◆ Your task: From the line containing "For the benchmark, mark every instance of the black horse's tail" down to the last line, set down each line exactly as it is, and nothing more. Leave the pictures out.

--

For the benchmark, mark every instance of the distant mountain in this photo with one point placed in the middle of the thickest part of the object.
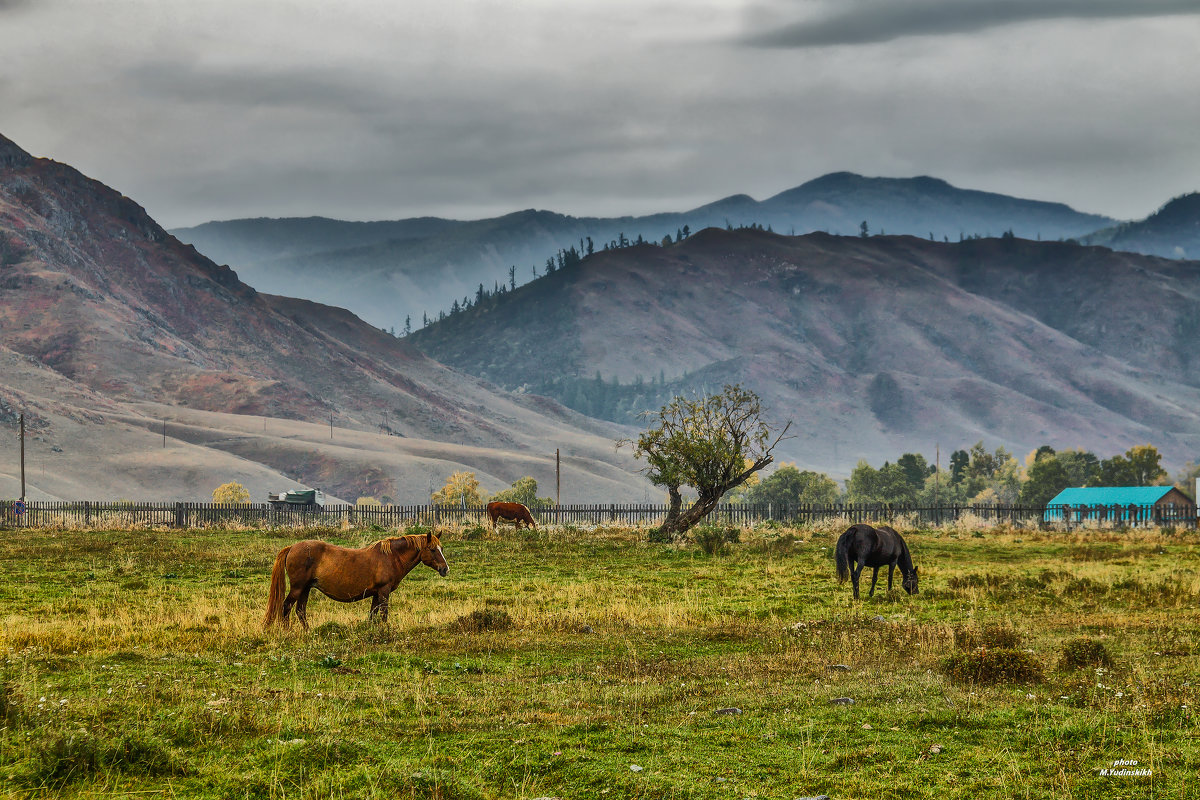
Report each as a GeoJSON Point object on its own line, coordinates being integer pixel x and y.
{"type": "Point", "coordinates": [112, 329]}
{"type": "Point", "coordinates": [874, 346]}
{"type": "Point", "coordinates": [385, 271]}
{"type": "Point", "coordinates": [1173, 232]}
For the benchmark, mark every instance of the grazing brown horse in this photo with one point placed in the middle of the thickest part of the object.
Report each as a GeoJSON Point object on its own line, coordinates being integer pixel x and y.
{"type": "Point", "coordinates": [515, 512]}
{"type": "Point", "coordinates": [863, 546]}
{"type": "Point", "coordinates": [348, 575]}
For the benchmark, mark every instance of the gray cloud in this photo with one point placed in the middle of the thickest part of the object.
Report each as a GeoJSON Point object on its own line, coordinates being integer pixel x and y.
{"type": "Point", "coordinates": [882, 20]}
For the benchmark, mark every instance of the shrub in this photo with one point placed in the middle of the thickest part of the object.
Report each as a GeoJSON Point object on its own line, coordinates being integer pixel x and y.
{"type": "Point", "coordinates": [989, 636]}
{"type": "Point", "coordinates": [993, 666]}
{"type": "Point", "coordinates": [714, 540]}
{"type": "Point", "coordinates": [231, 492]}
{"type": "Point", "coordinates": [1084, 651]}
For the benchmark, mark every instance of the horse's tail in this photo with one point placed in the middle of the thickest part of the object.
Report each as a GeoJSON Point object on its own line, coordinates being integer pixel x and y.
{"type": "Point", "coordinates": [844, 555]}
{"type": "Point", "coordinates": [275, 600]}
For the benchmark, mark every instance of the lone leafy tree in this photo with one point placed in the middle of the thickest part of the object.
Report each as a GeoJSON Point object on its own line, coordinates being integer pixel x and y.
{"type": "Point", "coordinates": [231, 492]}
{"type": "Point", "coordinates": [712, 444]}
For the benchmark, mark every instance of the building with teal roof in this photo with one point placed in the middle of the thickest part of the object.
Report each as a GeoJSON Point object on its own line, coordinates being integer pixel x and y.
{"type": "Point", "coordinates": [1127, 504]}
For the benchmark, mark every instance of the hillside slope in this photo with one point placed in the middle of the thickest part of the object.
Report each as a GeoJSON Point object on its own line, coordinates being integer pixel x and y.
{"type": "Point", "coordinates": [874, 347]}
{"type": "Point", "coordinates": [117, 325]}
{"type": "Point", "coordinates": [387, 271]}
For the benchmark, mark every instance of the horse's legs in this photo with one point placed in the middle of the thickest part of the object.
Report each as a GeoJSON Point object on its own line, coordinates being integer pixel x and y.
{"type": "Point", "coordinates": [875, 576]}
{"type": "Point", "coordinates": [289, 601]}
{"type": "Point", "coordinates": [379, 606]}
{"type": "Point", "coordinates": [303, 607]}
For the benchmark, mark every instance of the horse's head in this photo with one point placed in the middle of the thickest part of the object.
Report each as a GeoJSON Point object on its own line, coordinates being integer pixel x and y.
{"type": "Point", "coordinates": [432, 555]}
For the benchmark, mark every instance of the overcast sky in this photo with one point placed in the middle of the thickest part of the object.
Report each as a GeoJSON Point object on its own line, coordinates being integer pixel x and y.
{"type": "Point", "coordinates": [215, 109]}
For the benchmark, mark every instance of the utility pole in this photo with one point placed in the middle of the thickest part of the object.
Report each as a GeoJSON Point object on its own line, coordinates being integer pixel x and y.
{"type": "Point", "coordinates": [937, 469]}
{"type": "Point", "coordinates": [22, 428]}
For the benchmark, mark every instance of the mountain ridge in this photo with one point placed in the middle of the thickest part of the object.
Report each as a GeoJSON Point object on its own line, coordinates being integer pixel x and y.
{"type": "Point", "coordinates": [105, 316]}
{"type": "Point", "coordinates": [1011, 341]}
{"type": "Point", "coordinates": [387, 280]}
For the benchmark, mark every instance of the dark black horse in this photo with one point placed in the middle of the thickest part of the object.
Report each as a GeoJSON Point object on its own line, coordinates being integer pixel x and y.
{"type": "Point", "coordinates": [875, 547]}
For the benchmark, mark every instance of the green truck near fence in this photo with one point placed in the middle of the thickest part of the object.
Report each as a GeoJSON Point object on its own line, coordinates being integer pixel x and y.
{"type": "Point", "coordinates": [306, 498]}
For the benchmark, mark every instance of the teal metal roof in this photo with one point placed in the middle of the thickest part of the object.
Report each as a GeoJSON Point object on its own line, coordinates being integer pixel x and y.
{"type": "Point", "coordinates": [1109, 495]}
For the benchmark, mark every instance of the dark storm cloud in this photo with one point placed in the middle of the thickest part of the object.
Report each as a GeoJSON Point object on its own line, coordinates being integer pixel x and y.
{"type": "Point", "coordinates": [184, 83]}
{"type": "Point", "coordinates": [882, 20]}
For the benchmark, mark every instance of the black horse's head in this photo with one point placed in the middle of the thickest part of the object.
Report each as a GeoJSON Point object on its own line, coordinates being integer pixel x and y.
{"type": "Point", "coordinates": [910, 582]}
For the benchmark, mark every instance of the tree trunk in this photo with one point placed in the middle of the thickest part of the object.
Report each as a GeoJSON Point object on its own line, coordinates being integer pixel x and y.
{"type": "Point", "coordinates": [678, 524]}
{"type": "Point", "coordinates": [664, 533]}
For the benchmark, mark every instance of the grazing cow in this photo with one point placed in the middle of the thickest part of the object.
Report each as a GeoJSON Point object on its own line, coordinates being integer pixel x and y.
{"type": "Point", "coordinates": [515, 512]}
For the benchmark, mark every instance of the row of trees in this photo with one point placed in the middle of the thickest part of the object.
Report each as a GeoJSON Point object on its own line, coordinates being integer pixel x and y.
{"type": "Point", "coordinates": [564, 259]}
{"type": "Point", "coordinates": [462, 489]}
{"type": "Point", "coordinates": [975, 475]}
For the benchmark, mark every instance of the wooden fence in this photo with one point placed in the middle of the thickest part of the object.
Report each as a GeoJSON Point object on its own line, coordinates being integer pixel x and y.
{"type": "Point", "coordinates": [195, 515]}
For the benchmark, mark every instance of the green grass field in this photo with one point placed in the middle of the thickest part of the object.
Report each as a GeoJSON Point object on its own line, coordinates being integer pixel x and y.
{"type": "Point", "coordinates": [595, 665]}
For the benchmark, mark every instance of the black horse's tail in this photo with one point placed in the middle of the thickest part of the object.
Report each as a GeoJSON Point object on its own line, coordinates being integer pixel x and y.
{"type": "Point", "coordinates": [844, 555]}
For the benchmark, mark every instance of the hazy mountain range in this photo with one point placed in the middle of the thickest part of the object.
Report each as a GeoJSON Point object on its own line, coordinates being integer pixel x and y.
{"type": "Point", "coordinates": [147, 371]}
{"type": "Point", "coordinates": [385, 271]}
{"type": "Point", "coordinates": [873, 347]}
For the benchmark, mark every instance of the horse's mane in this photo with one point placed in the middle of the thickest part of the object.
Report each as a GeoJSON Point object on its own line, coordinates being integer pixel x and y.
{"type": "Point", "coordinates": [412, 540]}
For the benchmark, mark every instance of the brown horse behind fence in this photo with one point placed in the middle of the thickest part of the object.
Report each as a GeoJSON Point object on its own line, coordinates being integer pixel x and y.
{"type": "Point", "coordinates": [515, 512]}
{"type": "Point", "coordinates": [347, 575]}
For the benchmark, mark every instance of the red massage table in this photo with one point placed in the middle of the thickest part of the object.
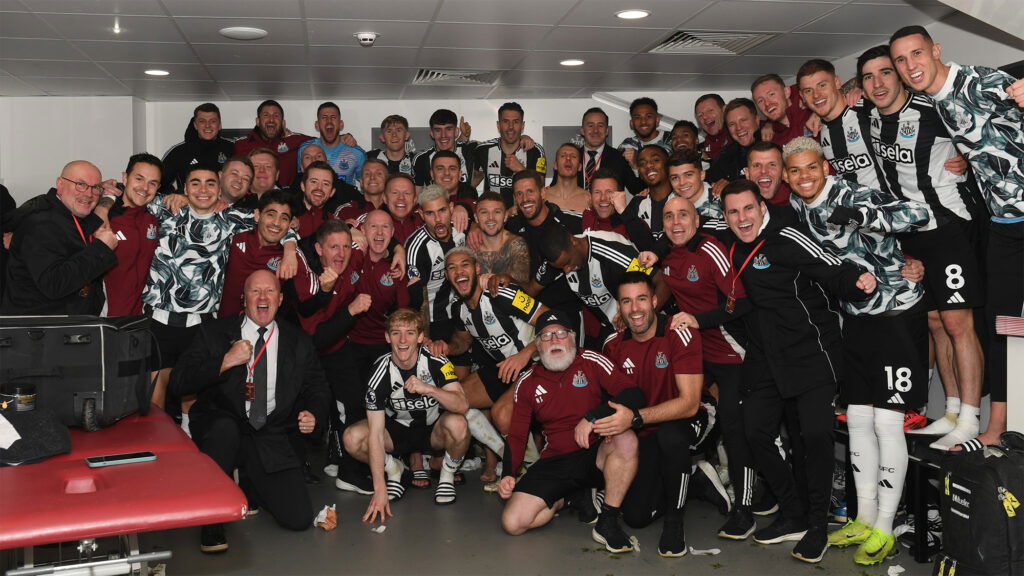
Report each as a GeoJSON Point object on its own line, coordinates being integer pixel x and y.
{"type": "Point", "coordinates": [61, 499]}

--

◆ Exercise response:
For the benchmark, mark every instance of the black horse's tail in this photo with one point placed in the middle of the thickest part of the object.
Report each as a GeoJSON Point object on its own line, coordinates being integer pixel x and y.
{"type": "Point", "coordinates": [844, 555]}
For the benchmark, mark every instance of the hazy mountain range in this photo with one point placed in the middle of the thickest part of the object.
Report each as a GeoJSON Point object on its own line, coordinates being integer pixel x and y.
{"type": "Point", "coordinates": [147, 371]}
{"type": "Point", "coordinates": [385, 271]}
{"type": "Point", "coordinates": [873, 347]}
For the benchmark, mark every instance of the horse's mane in this photo with one point placed in the middle of the thickest part of the object.
Report each as a GeoJSON Point object on its own line, coordinates being integer pixel x and y.
{"type": "Point", "coordinates": [412, 540]}
For the benchmark, mark every instance of the brown horse behind fence in this photo with one point placed in the middle of the thickest part of the object.
Report each as a GeoJSON Point object on its own line, coordinates being integer pixel x and y.
{"type": "Point", "coordinates": [515, 512]}
{"type": "Point", "coordinates": [347, 575]}
For the benchmark, mark every instance of the red massage table in this photo with one point placed in the middle of the thickest part of the object.
Report each as a GeoJSON Point object on its own line, coordinates being integer pixel x and y.
{"type": "Point", "coordinates": [61, 499]}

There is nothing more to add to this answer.